## Упражнение
Извлеките из записей все строки, в которых встречается слово «blue», с учетом регистра.

(Записи контуров для изображений)
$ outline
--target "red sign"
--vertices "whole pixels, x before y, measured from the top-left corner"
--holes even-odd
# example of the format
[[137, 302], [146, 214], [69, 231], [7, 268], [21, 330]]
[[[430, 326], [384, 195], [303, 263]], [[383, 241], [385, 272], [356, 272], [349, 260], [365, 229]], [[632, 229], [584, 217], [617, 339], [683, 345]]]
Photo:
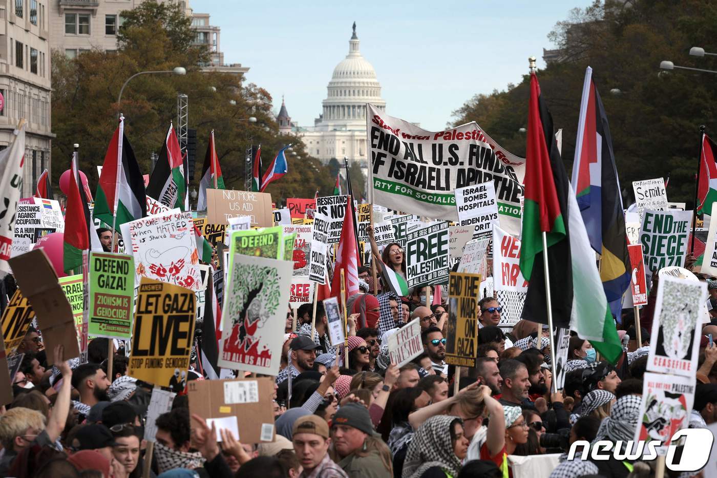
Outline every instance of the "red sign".
[[290, 197], [286, 200], [286, 207], [289, 208], [292, 219], [303, 219], [306, 215], [307, 208], [316, 209], [316, 200]]
[[635, 306], [647, 304], [647, 281], [645, 278], [645, 261], [642, 258], [642, 245], [627, 245], [630, 265], [630, 289], [632, 292], [632, 304]]

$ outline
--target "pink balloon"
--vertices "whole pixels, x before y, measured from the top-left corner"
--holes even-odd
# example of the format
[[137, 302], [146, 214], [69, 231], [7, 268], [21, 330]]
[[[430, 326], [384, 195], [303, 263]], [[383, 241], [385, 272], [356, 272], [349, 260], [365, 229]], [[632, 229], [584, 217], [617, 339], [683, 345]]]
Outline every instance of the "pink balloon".
[[[60, 177], [60, 190], [65, 193], [65, 196], [67, 195], [67, 191], [70, 189], [70, 175], [72, 174], [72, 172], [67, 169]], [[87, 177], [82, 171], [80, 172], [80, 180], [85, 186], [87, 185]]]
[[65, 233], [52, 233], [37, 240], [33, 249], [45, 251], [49, 263], [52, 264], [57, 277], [65, 277]]

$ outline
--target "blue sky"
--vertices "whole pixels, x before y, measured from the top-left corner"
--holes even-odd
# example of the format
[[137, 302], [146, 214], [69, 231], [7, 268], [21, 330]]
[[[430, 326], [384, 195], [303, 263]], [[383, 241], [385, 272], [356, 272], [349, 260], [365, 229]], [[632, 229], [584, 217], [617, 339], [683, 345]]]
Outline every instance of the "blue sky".
[[[250, 68], [278, 111], [313, 125], [334, 67], [348, 51], [356, 22], [361, 51], [376, 69], [386, 112], [429, 130], [477, 93], [503, 90], [544, 66], [543, 48], [556, 22], [590, 0], [535, 1], [237, 1], [194, 0], [221, 27], [227, 63]], [[231, 8], [227, 6], [231, 6]], [[480, 118], [474, 118], [480, 122]]]

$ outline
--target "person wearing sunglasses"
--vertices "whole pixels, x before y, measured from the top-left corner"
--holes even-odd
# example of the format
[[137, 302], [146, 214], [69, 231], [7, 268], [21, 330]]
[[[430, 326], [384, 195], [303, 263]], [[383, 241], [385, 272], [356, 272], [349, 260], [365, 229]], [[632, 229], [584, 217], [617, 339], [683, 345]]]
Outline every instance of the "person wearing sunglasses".
[[446, 357], [446, 339], [443, 338], [441, 329], [436, 327], [429, 327], [421, 332], [421, 339], [423, 347], [431, 357], [431, 367], [436, 375], [445, 377], [448, 371], [448, 365], [444, 360]]
[[484, 297], [478, 302], [480, 309], [480, 317], [478, 318], [478, 327], [483, 328], [488, 325], [498, 325], [500, 322], [500, 312], [503, 307], [493, 297]]

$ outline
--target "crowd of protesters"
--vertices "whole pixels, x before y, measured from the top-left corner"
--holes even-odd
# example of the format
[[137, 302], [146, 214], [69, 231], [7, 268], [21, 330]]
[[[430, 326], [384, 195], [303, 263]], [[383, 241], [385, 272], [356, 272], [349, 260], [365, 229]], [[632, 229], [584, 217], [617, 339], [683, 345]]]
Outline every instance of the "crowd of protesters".
[[[399, 245], [379, 253], [371, 243], [379, 266], [405, 273]], [[536, 472], [549, 467], [556, 478], [653, 476], [654, 462], [567, 460], [565, 454], [577, 440], [633, 439], [657, 274], [642, 311], [642, 343], [632, 310], [618, 318], [625, 352], [615, 365], [599, 360], [589, 342], [571, 337], [564, 387], [551, 393], [546, 326], [521, 320], [501, 328], [503, 306], [483, 299], [476, 366], [462, 367], [458, 376], [445, 362], [446, 301], [427, 306], [426, 288], [404, 297], [374, 296], [369, 270], [358, 273], [363, 292], [347, 304], [347, 350], [331, 346], [320, 303], [300, 307], [296, 324], [288, 314], [271, 442], [242, 444], [225, 430], [217, 441], [214, 426], [191, 415], [179, 393], [154, 423], [150, 460], [144, 429], [151, 385], [126, 375], [122, 342], [108, 370], [107, 339], [92, 340], [80, 365], [64, 361], [61, 347], [44, 348], [42, 331], [31, 327], [19, 349], [24, 357], [13, 378], [14, 399], [0, 416], [0, 476], [497, 478], [513, 476], [514, 457], [550, 454], [554, 460], [531, 465]], [[708, 281], [710, 301], [717, 301], [717, 281], [698, 277]], [[3, 284], [6, 301], [11, 282]], [[389, 337], [415, 319], [424, 352], [397, 367]], [[691, 427], [717, 421], [717, 347], [707, 339], [716, 333], [711, 324], [702, 331]], [[194, 367], [188, 377], [204, 380]]]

## Решение упражнения
--target "blue sky"
Outline every instance of the "blue sky".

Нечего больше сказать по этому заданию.